Exercise 1:
Condense the paragraph of the article on exit polls that begins "Exit polls on March 7" into one shorter sentence that keeps its main facts.
Exercise 2:
Decide whether each statement below agrees with the article on exit polls, answering yes or no and quoting the deciding words: (a) Since 2014, exit polls on state assembly elections have been wrong 85% of the time. (b) The actual results were expected about a week after the exit polls. (c) The India Today-Axis poll forecast that BJP would win 307 of the 403 seats in Uttar Pradesh.

Provided passage:
Exit polls do serve a purpose!
Since 2014, exit polls on state assembly elections have got it wrong 85% of the times. Questions have been raised about their utility but they clearly cannot be banned
Exit polls on March 7, around 60 hours before the actual counting of votes were to start, would have confused people. There were too many of them with too many possibilities, caveats, margins of error and disclaimers of how close the contests were and how difficult it was to predict.
So, why make them at all? Especially since the actual results would be out barely two days later?
Exit polls in a country is difficult to conduct in a country where fear often rules, where voters are threatened to vote for a particular party or face the consequences (ECI of course has no responsibility in the matter) and where smart voters cast their votes for one party and, when asked outside the booth, claim to have voted for another.
Every passing election, exit polls are becoming more divorced from reality. This week the India Today-Axis opinion poll forecast that BJP would sweep the election in Uttar Pradesh and bag 307 of the 403 seats. If the result vindicates the poll (this is being written two days before the counting of votes), what would it mean?

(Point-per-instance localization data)
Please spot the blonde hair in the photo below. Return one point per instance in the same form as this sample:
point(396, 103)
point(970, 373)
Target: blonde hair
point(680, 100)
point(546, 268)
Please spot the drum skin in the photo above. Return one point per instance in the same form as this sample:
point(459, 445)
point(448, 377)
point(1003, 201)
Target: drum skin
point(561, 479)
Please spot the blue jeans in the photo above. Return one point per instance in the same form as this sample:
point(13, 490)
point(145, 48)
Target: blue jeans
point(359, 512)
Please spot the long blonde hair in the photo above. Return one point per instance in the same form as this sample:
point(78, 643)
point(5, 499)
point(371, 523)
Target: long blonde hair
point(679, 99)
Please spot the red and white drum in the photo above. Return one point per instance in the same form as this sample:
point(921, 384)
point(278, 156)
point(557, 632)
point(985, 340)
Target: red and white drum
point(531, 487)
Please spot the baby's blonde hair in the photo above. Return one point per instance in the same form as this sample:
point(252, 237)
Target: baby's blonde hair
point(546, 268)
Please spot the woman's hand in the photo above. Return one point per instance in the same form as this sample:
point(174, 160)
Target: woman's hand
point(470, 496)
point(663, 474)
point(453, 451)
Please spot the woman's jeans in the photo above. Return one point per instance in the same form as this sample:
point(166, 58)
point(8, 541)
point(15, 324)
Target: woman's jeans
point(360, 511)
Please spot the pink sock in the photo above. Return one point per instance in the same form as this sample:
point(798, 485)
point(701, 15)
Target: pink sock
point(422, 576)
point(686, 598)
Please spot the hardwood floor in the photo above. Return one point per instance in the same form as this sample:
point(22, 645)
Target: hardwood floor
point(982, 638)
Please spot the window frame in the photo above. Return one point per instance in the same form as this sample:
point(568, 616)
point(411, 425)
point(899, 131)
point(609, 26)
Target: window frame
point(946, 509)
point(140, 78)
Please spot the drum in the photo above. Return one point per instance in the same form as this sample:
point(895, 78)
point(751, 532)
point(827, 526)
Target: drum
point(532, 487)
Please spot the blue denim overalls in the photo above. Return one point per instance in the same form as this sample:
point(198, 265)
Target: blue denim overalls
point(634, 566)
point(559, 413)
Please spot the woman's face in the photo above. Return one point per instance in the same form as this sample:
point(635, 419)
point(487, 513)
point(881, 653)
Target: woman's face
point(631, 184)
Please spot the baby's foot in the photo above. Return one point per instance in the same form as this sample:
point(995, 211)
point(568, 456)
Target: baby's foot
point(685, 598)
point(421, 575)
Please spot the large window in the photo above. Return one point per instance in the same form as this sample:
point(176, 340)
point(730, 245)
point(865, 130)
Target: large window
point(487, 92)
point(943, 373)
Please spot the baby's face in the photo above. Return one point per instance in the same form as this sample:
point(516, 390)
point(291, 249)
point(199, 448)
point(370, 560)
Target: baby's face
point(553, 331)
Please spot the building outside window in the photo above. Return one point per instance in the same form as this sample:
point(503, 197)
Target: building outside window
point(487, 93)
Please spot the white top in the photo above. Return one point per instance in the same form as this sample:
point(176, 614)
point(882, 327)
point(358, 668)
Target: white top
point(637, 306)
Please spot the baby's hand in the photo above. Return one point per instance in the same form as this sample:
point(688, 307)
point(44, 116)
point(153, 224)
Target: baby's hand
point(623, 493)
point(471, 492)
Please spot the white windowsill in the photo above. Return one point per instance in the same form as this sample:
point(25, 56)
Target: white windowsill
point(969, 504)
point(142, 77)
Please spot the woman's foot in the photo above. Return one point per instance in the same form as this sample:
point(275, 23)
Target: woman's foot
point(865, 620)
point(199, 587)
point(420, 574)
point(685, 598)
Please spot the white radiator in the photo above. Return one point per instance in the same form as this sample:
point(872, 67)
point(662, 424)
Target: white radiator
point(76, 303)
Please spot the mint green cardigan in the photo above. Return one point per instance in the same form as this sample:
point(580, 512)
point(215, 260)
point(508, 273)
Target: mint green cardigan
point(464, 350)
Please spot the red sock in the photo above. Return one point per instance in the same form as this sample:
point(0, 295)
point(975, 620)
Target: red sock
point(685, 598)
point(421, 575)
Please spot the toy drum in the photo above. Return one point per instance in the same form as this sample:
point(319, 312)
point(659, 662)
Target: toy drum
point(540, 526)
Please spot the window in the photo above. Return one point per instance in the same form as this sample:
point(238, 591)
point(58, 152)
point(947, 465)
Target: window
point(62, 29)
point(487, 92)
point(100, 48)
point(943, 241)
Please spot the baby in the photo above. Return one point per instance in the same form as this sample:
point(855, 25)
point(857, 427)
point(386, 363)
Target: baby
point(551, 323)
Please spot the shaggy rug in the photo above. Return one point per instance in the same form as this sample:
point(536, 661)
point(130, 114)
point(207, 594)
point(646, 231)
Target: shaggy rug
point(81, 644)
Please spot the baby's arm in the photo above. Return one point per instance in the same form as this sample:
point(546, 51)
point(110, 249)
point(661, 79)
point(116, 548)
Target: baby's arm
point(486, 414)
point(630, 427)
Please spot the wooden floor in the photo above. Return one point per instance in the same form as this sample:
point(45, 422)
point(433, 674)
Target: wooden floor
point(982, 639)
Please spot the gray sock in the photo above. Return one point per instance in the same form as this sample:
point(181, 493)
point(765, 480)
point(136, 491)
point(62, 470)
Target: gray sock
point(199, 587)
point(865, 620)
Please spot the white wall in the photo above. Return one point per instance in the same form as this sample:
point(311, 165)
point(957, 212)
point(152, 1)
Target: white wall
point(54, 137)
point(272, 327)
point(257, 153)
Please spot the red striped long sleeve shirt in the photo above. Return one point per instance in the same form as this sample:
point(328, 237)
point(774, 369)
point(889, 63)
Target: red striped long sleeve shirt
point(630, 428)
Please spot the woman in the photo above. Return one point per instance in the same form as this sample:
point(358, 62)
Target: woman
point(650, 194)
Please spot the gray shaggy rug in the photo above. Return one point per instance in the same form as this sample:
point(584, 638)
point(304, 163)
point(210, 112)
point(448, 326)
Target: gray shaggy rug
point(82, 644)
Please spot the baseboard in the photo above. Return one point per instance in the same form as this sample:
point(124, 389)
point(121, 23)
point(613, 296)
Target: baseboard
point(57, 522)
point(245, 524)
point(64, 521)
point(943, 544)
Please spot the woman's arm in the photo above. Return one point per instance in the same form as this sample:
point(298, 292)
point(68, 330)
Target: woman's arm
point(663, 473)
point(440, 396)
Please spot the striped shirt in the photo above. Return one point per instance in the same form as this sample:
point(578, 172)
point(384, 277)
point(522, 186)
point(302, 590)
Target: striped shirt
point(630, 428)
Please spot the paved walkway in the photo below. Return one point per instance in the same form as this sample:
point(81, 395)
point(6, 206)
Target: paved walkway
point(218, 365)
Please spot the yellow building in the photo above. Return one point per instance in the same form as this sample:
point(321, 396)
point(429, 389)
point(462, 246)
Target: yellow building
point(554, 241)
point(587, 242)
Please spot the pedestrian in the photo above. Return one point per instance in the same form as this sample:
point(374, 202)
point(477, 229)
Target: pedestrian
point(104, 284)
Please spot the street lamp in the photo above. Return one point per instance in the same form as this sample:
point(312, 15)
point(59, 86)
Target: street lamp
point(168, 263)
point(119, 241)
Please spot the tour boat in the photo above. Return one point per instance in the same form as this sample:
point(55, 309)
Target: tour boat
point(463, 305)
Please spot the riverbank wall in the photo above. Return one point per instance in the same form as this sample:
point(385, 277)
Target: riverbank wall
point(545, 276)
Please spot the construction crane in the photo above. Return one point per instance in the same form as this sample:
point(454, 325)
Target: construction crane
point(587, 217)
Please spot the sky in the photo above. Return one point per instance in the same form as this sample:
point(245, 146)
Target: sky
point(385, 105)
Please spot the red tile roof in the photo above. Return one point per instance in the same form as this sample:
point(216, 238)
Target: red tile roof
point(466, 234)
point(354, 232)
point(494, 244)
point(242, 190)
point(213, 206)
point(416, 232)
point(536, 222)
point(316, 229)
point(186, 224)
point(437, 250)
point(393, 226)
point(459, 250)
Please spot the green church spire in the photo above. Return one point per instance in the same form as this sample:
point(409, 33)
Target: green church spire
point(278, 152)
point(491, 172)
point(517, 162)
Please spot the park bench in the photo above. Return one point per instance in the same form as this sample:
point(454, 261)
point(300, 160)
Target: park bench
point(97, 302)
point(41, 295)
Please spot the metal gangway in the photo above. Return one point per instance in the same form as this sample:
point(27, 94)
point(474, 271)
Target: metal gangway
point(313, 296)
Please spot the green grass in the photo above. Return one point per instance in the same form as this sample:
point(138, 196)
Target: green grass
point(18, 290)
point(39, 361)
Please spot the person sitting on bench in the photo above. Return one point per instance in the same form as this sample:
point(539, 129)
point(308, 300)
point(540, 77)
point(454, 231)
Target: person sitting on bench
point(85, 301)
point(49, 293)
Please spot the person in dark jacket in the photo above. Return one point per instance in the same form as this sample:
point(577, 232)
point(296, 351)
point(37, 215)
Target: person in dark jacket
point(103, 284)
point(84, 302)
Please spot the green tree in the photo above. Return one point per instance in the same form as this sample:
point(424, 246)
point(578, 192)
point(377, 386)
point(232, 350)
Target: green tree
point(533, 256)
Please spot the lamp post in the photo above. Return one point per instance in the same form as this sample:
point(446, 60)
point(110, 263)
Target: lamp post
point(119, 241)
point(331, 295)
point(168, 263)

Exercise response 1:
The many exit polls released on March 7, about 60 hours before vote counting began, would have confused people with their possibilities, caveats, margins of error and disclaimers about close, hard-to-predict contests.

Exercise response 2:
(a) Yes: "Since 2014, exit polls on state assembly elections have got it wrong 85% of the times."
(b) No: "the actual results would be out barely two days later"
(c) Yes: "the India Today-Axis opinion poll forecast that BJP would sweep the election in Uttar Pradesh and bag 307 of the 403 seats"